--- Start of DATA ---

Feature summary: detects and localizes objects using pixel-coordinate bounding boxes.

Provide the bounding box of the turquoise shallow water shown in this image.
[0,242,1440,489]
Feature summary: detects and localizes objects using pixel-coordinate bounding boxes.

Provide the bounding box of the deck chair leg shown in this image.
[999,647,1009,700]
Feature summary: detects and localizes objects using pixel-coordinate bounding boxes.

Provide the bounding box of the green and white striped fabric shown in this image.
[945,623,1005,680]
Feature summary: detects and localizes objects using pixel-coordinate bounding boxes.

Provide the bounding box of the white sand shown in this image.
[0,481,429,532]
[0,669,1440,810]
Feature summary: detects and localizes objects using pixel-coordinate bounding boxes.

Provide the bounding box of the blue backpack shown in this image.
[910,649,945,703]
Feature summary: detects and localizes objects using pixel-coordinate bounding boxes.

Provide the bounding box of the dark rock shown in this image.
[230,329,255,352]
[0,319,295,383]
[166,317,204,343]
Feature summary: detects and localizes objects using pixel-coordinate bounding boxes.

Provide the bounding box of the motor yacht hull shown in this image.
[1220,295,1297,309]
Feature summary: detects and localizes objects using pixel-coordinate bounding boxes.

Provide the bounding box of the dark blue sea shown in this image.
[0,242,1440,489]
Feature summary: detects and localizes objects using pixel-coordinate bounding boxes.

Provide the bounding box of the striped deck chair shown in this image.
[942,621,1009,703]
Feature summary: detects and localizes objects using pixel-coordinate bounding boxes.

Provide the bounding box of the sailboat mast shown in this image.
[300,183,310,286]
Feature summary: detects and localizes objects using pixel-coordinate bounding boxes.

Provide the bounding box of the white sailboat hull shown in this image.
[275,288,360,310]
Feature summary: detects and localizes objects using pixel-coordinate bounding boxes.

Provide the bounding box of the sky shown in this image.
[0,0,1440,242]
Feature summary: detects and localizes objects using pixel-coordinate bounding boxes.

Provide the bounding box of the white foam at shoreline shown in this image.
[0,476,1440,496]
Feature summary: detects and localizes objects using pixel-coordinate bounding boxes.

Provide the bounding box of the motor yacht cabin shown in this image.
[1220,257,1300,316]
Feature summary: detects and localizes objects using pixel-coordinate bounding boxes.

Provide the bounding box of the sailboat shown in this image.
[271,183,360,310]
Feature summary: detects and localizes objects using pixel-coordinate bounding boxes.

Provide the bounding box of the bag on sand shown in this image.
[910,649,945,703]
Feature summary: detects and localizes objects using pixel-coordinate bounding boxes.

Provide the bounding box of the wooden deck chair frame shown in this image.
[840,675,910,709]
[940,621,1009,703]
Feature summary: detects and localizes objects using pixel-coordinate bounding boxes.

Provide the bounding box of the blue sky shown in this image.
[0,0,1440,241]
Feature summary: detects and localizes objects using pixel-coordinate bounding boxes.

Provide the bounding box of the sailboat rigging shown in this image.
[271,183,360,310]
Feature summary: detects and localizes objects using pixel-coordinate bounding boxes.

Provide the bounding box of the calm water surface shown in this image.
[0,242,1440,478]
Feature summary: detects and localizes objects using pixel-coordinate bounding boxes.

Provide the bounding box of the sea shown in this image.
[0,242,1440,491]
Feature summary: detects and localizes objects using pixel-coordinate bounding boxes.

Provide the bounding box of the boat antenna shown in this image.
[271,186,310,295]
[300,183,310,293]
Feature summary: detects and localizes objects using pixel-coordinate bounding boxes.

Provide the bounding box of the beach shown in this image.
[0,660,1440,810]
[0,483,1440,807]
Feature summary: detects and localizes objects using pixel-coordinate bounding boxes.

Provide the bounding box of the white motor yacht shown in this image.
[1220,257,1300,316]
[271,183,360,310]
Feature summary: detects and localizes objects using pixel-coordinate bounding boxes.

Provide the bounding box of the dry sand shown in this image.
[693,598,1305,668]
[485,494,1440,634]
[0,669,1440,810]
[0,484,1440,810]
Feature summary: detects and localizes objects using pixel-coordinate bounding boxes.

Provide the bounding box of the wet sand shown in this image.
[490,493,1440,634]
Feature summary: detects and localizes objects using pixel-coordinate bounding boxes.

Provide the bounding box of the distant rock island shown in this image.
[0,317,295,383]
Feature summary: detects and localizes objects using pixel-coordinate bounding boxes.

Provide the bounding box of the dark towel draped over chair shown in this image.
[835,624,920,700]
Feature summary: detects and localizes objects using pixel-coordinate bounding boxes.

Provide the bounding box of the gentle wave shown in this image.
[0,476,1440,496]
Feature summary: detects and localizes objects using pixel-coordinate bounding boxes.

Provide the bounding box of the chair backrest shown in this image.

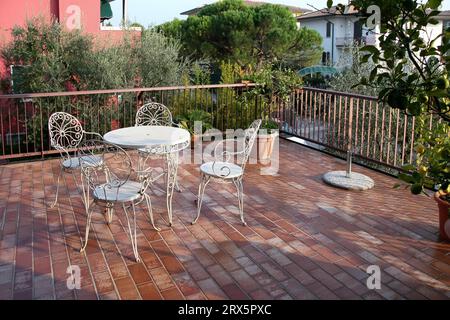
[48,112,84,152]
[78,140,133,200]
[136,102,172,126]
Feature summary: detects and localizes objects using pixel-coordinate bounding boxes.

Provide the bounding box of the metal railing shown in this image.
[0,84,270,160]
[0,84,432,169]
[275,88,422,169]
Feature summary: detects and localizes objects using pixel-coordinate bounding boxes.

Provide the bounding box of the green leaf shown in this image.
[427,0,442,9]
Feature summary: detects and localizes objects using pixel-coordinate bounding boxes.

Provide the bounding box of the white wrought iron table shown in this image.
[103,126,191,225]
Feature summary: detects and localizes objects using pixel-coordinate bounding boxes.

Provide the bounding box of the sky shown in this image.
[110,0,450,27]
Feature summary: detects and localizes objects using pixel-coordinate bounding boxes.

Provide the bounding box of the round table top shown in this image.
[103,126,191,149]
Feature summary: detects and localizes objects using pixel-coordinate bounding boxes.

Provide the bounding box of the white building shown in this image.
[297,6,450,65]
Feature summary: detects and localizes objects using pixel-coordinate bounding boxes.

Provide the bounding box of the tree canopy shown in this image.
[159,0,322,67]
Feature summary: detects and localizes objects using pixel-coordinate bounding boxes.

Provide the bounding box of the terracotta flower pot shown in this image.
[257,132,278,163]
[434,191,450,241]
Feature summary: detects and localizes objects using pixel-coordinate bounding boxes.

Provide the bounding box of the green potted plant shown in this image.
[336,0,450,240]
[257,119,278,163]
[175,109,213,148]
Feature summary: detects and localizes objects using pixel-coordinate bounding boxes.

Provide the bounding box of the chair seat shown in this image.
[200,161,243,179]
[62,155,103,169]
[93,181,142,202]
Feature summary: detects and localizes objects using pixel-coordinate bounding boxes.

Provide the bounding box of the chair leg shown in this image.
[144,194,161,231]
[122,202,141,262]
[50,167,64,208]
[233,179,247,226]
[80,204,92,252]
[192,174,210,224]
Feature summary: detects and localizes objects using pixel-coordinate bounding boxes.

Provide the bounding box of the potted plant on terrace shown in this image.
[257,119,278,162]
[174,109,212,148]
[338,0,450,240]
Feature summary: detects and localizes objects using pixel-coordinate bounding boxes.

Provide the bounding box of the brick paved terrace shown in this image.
[0,141,450,299]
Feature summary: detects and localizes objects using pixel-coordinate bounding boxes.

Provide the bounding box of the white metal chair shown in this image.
[136,102,174,126]
[135,102,181,192]
[48,112,102,208]
[192,119,261,226]
[80,140,160,262]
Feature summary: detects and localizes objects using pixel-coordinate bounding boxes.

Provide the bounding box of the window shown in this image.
[327,21,332,38]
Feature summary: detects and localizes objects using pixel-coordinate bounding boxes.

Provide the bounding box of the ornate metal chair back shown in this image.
[136,102,172,126]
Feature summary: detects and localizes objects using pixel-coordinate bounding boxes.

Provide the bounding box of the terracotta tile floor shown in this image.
[0,141,450,299]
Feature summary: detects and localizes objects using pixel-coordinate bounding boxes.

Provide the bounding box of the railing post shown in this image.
[346,97,353,178]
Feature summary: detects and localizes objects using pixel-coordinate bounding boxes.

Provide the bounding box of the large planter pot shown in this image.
[434,191,450,241]
[256,131,278,163]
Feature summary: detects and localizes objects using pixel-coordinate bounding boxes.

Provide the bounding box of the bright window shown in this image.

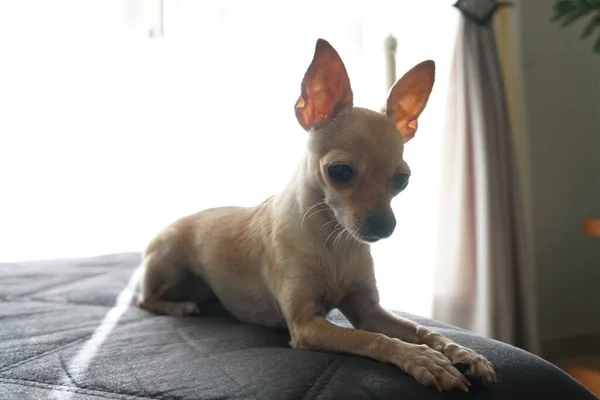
[0,0,457,315]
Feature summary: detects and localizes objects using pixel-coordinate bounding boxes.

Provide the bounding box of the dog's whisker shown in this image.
[332,229,348,247]
[308,208,327,219]
[300,201,325,228]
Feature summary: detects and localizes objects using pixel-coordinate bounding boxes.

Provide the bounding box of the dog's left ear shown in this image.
[294,39,352,131]
[386,60,435,143]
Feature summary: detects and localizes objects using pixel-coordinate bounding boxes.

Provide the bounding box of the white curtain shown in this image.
[0,0,457,315]
[433,0,539,352]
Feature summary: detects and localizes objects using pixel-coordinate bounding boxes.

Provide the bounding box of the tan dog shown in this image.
[138,39,496,391]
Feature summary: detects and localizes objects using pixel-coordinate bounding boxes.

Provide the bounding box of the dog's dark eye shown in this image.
[394,172,410,191]
[327,164,354,182]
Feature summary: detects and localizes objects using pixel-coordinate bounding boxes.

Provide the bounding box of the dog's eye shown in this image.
[394,172,410,191]
[327,164,354,182]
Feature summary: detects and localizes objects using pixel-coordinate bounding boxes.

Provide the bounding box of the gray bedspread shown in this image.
[0,254,596,400]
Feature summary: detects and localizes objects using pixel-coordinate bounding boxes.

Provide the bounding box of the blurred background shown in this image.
[0,0,600,392]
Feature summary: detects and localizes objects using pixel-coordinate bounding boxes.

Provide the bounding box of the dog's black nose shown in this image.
[367,213,396,238]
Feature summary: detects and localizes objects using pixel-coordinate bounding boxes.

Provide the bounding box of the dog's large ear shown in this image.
[386,60,435,143]
[295,39,352,130]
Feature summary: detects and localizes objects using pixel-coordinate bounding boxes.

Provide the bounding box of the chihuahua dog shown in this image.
[138,39,496,391]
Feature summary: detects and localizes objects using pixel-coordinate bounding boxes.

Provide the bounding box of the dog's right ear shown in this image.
[295,39,353,131]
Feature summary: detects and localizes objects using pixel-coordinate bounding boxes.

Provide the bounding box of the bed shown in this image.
[0,254,597,400]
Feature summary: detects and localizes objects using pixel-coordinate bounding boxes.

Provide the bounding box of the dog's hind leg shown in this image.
[137,234,214,316]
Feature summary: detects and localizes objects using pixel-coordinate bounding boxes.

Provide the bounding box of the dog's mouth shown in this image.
[358,235,384,243]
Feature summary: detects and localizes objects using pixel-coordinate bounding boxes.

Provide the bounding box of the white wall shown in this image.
[519,0,600,339]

--- End of DATA ---

Rescale the records from their start through the line containing "[166,317,204,343]", inclusive. Write out every line in that range again, requests included, with each bounding box coordinate in the answers multiplied by 0.2 and rounded to a whole number, halves rounding up.

CORRECT ANSWER ->
Feature summary: detects and localizes objects using pixel-coordinate bounding boxes.

Provide the bounding box of the turquoise shallow water shown in this image.
[0,48,288,98]
Feature summary: detects and localizes objects using pixel-coordinate bounding boxes.

Provide the bounding box of the deck chair leg shown in this image.
[200,129,202,140]
Feature summary: detects and localizes objects using pixel-coordinate bounding boxes.

Provide the bounding box of the green and white striped fabric shown in this image.
[189,125,201,136]
Feature summary: detects and localizes objects using pixel-coordinate bounding boxes.

Provide the bounding box of the white sand shown in this image.
[0,96,86,106]
[0,134,288,162]
Feature summary: detects and localizes objects using pixel-coordinate bounding boxes.

Provide the bounding box of the blue backpack shown in this image.
[182,130,189,141]
Feature summary: detects and localizes objects using pixel-coordinate bounding boxes.

Provide the bounding box of the dark rock shown in this image.
[46,66,51,70]
[0,64,59,77]
[33,63,41,69]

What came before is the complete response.